What you need to do: Return the lines from the start of the data through the line with "[(207, 240), (155, 153)]". Include both of those lines and no others.

== Materials provided ==

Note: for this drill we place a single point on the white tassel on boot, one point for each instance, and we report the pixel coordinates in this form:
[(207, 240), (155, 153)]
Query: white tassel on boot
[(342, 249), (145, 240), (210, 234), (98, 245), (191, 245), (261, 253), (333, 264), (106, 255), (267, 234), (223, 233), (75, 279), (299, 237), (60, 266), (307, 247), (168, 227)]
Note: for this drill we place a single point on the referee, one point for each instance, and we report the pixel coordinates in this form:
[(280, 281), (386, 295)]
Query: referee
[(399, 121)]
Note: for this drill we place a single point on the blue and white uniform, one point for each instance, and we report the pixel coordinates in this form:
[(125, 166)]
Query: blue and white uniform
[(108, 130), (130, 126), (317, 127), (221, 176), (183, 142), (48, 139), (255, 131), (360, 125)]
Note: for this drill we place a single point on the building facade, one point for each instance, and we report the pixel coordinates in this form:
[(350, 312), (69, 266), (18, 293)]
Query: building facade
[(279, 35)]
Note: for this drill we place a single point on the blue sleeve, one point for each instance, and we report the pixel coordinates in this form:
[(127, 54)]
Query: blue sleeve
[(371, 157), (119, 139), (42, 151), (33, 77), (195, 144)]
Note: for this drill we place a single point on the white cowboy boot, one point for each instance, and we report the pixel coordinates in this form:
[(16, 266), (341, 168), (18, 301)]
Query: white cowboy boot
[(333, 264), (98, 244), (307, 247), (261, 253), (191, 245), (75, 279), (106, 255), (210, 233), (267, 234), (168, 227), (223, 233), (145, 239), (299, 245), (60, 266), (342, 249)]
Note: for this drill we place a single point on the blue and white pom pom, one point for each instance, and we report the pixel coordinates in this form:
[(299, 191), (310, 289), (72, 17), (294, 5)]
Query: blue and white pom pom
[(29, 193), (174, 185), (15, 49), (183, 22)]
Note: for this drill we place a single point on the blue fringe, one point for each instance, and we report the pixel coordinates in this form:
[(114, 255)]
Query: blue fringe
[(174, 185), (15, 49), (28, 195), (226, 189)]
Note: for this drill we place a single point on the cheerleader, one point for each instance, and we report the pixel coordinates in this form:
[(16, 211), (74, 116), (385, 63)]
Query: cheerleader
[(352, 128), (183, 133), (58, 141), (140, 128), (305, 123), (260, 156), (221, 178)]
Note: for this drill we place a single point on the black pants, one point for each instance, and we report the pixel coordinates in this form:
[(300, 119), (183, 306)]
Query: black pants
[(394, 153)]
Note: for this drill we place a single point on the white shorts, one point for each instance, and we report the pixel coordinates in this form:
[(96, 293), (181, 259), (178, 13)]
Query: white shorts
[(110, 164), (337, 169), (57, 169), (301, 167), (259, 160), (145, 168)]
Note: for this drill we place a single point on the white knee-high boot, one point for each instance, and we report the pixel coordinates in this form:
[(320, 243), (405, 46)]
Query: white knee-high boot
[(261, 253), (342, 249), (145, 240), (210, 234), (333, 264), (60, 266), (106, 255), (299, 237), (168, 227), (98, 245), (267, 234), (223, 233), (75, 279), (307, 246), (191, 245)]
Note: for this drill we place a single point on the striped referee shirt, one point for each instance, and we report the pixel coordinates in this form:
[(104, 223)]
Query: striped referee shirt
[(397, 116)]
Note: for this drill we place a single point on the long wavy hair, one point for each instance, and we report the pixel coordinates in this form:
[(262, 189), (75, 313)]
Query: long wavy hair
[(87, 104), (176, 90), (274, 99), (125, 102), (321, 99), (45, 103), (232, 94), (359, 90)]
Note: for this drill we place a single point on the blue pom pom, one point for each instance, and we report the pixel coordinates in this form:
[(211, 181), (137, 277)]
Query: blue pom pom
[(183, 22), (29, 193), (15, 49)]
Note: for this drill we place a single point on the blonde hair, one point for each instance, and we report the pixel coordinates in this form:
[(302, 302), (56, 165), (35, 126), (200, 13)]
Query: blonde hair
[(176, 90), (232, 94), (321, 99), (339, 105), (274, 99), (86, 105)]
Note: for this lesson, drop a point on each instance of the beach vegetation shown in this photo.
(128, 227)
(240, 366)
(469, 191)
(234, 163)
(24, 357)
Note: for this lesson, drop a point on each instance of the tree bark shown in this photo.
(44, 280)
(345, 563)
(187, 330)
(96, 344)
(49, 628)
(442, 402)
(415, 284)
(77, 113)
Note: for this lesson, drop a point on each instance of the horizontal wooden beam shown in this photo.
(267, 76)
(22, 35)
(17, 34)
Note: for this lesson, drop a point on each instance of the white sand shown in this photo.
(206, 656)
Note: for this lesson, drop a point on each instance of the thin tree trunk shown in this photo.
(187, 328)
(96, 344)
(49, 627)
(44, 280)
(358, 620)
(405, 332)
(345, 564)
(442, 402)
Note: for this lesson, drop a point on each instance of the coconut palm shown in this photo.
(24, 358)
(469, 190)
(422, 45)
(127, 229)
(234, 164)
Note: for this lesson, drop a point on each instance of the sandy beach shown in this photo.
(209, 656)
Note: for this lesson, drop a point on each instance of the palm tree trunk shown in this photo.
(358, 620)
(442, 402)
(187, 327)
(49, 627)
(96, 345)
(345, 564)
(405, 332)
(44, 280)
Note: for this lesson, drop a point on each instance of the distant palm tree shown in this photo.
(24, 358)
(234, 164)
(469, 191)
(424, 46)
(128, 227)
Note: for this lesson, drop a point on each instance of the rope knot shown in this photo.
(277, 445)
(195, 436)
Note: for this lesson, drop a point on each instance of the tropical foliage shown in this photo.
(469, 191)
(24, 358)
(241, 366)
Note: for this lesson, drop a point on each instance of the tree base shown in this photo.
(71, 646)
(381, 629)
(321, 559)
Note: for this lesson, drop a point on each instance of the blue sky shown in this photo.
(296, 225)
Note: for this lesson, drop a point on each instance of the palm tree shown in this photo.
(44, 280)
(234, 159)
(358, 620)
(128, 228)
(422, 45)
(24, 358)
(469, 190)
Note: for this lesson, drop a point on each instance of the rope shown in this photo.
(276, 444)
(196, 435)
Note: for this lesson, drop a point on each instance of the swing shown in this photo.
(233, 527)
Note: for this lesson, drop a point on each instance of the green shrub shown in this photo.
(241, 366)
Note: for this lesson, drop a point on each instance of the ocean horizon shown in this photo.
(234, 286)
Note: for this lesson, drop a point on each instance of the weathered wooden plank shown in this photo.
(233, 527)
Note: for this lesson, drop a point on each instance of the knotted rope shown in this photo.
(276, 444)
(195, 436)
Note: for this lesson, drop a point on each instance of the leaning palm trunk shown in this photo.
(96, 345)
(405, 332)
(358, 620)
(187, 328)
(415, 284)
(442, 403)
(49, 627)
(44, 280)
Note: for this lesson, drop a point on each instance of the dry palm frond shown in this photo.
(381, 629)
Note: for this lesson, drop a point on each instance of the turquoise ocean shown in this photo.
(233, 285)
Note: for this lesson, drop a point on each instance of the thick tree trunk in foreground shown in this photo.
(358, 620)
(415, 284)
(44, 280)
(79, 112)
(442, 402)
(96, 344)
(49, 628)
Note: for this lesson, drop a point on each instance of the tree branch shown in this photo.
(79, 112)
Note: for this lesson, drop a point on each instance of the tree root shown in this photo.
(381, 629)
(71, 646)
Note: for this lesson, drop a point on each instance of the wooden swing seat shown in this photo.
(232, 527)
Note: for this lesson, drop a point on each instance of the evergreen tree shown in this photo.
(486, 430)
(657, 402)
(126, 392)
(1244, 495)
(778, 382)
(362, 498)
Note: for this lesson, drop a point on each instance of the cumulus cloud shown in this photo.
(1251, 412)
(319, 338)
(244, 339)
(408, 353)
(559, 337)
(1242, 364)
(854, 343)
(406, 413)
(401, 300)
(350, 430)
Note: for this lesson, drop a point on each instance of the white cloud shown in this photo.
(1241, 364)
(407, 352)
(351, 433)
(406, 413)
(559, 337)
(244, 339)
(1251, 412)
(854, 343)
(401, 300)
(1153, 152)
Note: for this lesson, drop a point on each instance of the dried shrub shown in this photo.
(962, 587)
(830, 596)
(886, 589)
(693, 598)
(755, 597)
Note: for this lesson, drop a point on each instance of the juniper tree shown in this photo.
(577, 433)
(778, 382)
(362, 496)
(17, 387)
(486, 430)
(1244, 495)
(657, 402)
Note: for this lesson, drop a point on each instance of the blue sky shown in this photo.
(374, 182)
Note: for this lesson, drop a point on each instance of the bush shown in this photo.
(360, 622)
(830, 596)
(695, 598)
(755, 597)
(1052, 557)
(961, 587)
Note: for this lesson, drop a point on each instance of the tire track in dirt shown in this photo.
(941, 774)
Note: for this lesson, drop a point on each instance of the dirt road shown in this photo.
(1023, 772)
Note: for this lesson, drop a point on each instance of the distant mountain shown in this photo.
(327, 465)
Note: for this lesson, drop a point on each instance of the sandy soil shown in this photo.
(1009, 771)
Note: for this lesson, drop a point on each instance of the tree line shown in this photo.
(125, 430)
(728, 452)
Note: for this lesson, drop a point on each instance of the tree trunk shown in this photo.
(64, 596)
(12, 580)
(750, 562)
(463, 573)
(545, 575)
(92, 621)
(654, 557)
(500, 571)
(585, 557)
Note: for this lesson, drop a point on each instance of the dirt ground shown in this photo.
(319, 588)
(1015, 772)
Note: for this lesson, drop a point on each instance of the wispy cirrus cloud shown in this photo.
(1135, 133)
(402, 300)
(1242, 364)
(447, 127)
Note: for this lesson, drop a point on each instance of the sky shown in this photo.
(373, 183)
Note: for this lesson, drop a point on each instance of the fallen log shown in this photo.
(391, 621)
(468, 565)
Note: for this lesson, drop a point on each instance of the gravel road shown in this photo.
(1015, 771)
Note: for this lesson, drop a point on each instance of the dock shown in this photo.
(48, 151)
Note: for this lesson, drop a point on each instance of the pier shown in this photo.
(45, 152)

===

Solution for this exercise:
Note: for this drill we place a single point on the white tassel on boot, one point for each instance, and we report the pixel coordinates in this form:
[(207, 240), (155, 153)]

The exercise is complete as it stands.